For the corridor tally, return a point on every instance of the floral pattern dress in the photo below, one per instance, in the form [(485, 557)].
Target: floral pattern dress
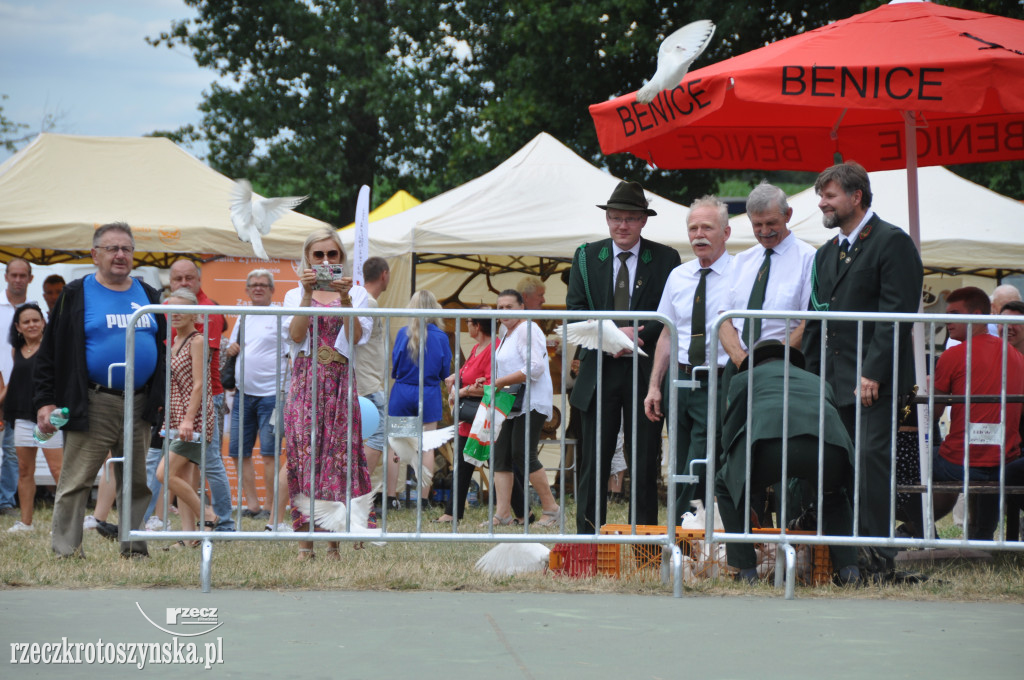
[(334, 440)]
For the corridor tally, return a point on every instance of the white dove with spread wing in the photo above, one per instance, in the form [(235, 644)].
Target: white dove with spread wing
[(332, 514), (407, 448), (675, 56), (253, 215), (612, 339)]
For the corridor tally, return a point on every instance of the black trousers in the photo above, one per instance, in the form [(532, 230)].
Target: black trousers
[(617, 411), (802, 463)]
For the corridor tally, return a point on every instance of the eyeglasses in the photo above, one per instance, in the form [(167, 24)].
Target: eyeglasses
[(628, 220)]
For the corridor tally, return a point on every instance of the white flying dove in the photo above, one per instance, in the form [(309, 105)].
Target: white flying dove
[(585, 335), (253, 216), (407, 448), (675, 56), (332, 514), (506, 559)]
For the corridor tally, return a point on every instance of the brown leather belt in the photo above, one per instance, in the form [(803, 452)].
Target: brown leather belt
[(327, 355), (687, 370)]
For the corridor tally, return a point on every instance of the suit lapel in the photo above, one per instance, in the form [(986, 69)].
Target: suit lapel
[(643, 274), (857, 248), (601, 277)]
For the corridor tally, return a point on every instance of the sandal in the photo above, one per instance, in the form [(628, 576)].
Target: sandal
[(500, 521), (549, 519)]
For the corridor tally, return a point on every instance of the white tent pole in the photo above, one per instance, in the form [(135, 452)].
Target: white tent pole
[(921, 372)]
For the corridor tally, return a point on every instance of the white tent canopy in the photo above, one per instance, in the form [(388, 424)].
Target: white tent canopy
[(540, 203), (59, 187), (964, 227)]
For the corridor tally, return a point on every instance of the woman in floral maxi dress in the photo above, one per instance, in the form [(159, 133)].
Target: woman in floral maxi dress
[(338, 449)]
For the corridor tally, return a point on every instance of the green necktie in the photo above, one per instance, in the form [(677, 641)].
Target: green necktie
[(622, 298), (757, 300), (698, 349)]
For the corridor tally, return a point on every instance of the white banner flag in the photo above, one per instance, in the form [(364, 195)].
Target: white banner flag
[(361, 247)]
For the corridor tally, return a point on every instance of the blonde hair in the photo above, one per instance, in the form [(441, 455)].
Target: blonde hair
[(422, 299), (322, 234)]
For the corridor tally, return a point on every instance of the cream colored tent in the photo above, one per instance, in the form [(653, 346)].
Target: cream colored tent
[(526, 216), (965, 228), (59, 187)]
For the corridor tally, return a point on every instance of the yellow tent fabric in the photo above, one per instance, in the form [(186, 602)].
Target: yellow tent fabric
[(59, 188), (400, 202)]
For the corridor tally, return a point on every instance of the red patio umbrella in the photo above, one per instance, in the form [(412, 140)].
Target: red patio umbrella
[(853, 88)]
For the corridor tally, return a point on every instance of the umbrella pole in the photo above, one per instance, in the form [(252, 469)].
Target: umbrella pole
[(921, 372)]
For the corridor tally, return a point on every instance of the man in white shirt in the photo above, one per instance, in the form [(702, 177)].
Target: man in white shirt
[(693, 294), (774, 275), (259, 365), (17, 277), (371, 362)]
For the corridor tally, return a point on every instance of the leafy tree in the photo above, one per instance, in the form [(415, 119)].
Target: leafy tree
[(318, 96)]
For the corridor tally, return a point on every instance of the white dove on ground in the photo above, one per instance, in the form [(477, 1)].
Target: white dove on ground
[(407, 448), (585, 335), (675, 56), (253, 216), (506, 559), (332, 514)]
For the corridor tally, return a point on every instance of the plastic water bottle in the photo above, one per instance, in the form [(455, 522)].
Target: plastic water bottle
[(174, 434), (58, 418)]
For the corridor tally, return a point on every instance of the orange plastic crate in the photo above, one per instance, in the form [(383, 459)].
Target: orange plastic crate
[(627, 560)]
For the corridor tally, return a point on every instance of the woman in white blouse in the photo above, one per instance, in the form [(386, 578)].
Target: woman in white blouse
[(524, 341)]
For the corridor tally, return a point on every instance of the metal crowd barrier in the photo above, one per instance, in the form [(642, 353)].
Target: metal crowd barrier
[(784, 541), (672, 556)]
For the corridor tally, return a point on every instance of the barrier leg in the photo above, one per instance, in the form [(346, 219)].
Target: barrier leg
[(791, 570), (672, 567), (205, 565)]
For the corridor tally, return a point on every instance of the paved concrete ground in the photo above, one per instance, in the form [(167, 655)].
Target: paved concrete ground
[(524, 636)]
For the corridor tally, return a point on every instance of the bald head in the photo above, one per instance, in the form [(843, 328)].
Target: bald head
[(185, 273), (1003, 294)]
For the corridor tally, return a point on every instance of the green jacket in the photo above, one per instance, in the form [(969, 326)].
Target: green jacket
[(884, 273), (654, 264), (766, 422)]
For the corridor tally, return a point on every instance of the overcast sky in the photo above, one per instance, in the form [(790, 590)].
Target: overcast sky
[(88, 60)]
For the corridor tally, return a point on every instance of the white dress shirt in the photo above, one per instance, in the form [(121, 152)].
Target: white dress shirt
[(788, 285), (677, 301), (293, 299), (511, 356)]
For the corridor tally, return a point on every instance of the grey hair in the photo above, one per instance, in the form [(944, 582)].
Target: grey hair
[(260, 273), (765, 197), (710, 201), (322, 234), (112, 226)]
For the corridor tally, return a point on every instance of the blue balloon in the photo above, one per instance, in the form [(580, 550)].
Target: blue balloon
[(371, 417)]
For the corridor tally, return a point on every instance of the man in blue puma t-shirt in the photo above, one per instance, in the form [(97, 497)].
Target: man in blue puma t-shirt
[(85, 338)]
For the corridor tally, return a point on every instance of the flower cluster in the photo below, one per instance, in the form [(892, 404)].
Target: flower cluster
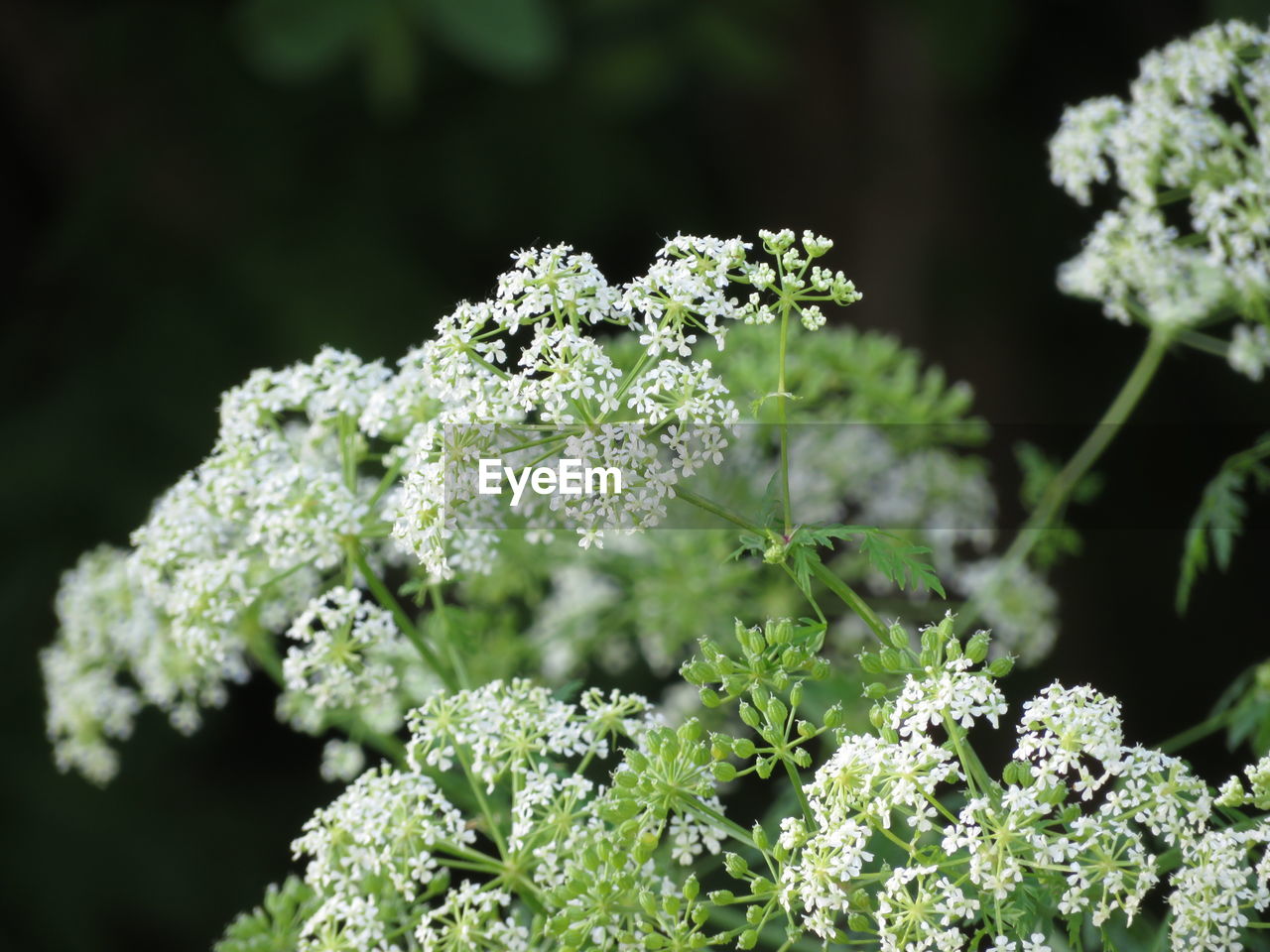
[(492, 810), (658, 413), (1189, 132)]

● ● ● ● ● ● ●

### What to do
Look through the entries above. Copy each line in which the string "below" occurs.

### Solved problem
For the corridor tally, return a point on every instance of the floral pattern dress in the photo below, one per instance, in the form [(485, 557)].
For the corridor tally, return a point on every instance of the flower cluster in the photo below, one per instance, in the form [(892, 404)].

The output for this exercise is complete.